[Excerpts from a location annotation dataset]
* Begin *

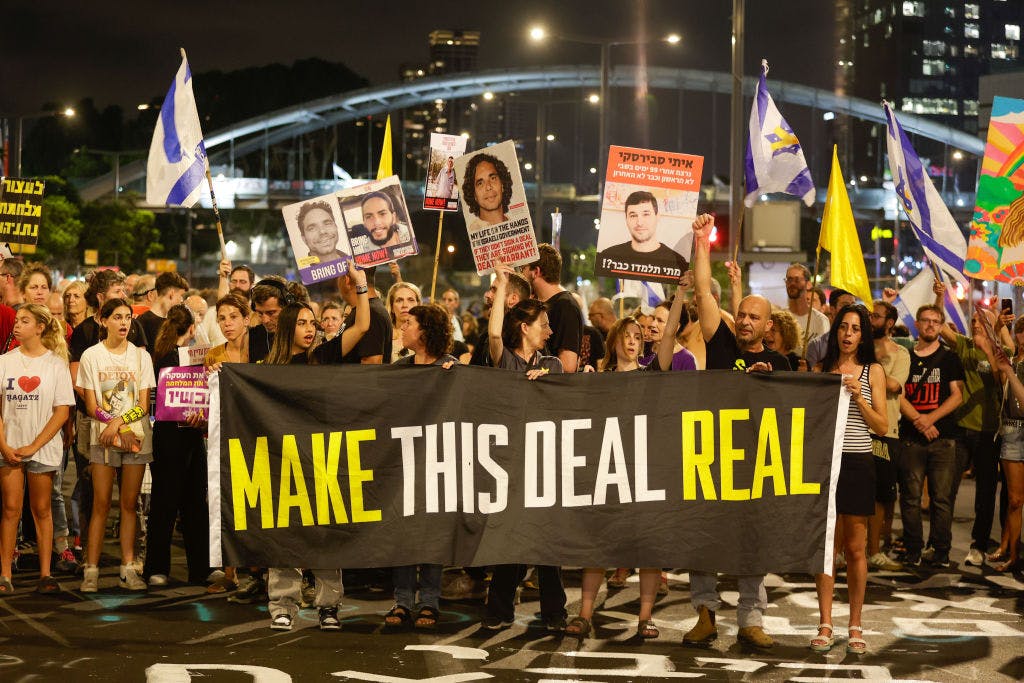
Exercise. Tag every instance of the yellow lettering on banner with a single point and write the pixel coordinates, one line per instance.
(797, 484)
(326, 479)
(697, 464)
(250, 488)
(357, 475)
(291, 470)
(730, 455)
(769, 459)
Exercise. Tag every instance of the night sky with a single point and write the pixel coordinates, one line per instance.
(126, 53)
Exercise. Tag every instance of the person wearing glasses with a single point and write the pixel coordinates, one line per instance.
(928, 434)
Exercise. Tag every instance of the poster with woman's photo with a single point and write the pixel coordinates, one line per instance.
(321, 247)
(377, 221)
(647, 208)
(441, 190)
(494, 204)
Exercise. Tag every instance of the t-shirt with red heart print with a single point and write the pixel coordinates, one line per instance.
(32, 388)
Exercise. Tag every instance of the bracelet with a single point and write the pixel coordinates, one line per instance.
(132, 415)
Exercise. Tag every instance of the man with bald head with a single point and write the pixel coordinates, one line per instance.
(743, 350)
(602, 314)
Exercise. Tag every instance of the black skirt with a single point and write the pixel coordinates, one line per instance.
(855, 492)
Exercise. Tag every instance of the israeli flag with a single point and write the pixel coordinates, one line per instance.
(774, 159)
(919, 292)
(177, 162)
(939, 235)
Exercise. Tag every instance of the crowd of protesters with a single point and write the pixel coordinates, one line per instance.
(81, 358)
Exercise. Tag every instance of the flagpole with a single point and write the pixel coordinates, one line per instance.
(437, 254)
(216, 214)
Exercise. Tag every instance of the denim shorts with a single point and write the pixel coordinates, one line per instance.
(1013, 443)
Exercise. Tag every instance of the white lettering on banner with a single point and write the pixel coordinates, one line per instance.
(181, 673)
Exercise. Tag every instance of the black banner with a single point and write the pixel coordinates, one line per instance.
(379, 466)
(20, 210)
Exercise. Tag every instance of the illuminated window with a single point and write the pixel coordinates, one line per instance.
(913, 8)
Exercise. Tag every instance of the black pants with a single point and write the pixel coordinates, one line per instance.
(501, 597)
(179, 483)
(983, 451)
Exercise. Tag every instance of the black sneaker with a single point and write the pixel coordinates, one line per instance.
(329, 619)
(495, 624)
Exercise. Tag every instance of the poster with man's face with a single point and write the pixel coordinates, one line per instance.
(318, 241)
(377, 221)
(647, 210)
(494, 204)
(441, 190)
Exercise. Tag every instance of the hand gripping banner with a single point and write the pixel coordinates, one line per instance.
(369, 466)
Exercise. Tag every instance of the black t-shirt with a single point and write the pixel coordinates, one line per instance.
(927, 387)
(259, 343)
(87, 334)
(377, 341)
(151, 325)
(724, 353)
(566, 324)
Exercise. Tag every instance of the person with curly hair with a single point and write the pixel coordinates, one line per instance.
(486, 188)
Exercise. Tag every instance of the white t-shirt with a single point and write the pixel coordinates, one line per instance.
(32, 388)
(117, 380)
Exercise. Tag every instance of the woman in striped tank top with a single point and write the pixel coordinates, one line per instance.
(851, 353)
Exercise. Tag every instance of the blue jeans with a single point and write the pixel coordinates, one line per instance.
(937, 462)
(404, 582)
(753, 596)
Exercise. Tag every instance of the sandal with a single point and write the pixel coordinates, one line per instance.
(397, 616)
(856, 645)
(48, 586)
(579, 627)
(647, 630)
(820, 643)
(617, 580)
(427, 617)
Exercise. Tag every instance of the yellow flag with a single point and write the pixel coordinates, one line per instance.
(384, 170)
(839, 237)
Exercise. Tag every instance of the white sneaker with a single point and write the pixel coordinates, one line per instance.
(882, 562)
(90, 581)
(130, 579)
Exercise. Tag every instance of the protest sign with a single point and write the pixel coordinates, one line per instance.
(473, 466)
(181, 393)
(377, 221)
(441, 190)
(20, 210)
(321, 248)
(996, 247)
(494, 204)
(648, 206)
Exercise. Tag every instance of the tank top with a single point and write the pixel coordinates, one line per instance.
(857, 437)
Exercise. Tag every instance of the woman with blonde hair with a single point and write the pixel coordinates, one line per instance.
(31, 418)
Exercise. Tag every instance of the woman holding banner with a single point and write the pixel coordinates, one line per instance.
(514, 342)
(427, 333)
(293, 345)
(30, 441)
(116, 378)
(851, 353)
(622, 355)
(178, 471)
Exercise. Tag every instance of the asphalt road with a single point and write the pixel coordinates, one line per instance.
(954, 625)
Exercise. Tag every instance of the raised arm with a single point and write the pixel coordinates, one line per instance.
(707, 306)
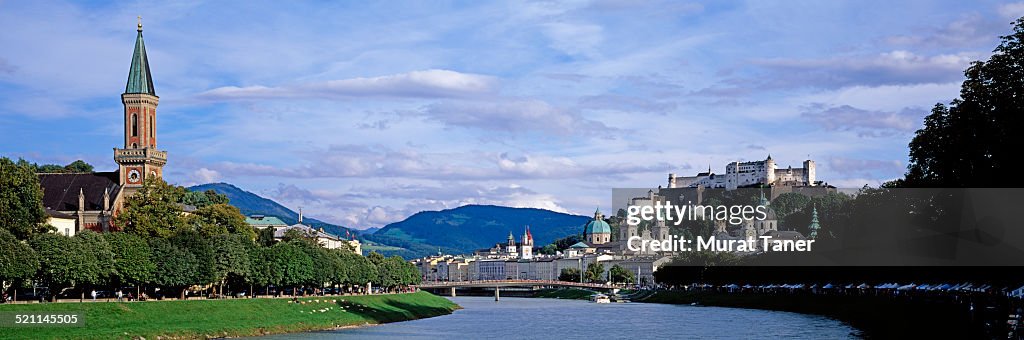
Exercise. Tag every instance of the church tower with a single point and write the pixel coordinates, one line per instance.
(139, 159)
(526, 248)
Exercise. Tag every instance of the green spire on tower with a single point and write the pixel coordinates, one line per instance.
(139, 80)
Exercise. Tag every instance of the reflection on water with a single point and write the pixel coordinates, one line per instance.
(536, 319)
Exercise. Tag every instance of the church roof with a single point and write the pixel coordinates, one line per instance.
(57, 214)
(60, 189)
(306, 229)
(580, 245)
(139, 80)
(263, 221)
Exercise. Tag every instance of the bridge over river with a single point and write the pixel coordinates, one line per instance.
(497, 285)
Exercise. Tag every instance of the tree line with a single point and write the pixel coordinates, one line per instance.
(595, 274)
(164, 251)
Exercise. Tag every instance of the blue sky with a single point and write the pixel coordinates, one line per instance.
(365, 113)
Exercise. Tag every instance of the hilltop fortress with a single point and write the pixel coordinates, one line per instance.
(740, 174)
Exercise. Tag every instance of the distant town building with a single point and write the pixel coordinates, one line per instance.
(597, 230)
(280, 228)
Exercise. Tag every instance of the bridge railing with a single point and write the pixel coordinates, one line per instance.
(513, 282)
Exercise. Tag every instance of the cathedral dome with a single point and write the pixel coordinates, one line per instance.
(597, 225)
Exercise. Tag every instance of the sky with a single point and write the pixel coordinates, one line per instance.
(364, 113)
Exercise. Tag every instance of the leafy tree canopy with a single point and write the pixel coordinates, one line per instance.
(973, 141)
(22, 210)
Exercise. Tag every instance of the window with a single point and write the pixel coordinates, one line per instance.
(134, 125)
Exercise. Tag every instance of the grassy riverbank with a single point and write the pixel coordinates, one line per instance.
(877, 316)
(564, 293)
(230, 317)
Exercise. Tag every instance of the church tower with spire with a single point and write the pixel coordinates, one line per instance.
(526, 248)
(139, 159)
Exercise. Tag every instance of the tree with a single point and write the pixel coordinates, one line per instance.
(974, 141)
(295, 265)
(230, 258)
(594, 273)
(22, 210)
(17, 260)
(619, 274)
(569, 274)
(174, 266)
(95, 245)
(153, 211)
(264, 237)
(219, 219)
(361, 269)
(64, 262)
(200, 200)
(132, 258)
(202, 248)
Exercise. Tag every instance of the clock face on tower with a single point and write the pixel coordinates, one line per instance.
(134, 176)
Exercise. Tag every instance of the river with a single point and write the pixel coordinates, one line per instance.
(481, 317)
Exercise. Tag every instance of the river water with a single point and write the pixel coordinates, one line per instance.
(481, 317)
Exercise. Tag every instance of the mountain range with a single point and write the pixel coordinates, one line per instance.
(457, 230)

* End *
* Begin *

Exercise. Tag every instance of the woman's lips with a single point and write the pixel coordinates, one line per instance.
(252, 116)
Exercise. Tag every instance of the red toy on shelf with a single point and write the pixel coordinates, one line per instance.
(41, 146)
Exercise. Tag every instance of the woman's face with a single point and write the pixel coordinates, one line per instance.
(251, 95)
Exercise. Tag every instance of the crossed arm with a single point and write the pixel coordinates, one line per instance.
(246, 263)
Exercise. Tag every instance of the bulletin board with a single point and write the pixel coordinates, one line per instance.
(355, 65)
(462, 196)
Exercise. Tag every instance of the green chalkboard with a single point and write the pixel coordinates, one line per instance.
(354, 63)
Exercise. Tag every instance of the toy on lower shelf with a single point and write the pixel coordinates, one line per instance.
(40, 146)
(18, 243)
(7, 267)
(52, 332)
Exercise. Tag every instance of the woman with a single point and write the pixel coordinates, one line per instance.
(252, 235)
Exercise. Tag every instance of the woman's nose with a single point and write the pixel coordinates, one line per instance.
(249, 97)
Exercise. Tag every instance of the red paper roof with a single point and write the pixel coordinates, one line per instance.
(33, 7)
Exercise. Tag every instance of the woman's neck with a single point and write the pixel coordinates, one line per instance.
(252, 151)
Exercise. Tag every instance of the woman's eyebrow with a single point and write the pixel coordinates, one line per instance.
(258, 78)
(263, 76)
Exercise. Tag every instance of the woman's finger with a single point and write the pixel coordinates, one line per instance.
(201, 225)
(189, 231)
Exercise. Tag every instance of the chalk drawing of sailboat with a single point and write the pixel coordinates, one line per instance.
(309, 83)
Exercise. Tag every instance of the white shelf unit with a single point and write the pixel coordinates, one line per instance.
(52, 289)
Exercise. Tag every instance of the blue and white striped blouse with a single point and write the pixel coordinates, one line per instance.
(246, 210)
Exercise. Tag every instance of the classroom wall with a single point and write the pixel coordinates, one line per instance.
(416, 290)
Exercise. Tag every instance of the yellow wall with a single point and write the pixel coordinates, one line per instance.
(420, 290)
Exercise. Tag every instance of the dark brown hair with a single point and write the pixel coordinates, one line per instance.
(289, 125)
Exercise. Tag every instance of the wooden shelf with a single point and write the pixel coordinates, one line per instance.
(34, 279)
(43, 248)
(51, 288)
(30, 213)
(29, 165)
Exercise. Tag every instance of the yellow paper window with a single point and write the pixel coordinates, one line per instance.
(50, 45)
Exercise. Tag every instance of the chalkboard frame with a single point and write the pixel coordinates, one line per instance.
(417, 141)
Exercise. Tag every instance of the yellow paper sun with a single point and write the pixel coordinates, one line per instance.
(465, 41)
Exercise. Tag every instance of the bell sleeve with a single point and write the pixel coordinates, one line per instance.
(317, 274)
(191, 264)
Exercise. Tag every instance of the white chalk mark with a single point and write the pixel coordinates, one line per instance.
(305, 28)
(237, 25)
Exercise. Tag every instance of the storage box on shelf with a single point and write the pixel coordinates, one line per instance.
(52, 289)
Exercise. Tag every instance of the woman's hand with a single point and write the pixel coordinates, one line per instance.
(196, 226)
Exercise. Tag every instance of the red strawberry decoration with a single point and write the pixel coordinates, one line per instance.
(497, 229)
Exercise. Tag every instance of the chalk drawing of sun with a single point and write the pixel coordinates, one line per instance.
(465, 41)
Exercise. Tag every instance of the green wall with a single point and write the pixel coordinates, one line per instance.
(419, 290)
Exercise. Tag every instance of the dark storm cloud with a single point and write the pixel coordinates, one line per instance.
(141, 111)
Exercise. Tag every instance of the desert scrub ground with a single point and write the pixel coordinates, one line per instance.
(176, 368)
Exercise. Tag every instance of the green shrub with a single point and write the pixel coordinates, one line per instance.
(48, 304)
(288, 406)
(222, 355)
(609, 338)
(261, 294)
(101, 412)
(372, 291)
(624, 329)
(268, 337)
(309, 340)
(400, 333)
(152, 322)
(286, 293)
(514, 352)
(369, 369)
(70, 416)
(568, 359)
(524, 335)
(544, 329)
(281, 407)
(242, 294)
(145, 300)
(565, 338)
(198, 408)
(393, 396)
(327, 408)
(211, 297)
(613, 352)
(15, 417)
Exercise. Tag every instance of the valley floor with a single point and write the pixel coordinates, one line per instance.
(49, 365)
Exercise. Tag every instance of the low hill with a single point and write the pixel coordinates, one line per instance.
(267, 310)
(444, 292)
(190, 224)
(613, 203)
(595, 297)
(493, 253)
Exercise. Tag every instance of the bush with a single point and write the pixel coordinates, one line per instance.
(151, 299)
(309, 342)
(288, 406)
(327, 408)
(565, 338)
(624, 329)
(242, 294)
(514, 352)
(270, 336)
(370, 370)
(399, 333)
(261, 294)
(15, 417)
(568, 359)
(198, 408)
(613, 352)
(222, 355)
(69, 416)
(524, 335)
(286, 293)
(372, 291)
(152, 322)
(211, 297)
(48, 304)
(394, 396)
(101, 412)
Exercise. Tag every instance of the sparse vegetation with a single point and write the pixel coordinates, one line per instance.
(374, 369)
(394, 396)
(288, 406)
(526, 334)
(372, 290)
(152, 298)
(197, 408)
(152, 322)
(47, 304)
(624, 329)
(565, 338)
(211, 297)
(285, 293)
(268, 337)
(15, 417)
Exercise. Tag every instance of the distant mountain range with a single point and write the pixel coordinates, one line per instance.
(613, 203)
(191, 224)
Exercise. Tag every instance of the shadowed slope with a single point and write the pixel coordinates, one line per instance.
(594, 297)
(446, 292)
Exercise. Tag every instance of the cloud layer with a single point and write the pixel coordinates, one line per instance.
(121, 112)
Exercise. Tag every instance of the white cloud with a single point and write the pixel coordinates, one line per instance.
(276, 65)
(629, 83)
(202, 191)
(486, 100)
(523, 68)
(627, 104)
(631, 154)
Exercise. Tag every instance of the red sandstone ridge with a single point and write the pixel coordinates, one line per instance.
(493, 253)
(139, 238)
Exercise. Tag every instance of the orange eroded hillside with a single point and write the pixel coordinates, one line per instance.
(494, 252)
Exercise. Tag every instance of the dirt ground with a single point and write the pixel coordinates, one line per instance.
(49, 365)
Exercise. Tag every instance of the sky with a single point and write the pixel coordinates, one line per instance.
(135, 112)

* End *

Task prompt:
Show each line of the material above that contains the string "drawing". A line counts only if the letters match in case.

Written solution:
Exercise. Tag every instance of the chalk drawing of sailboat with a single point and write the pixel coordinates, one line per instance.
Exercise. Tag every instance of the chalk drawing of sun with a single point and write the pixel coordinates, one line per instance.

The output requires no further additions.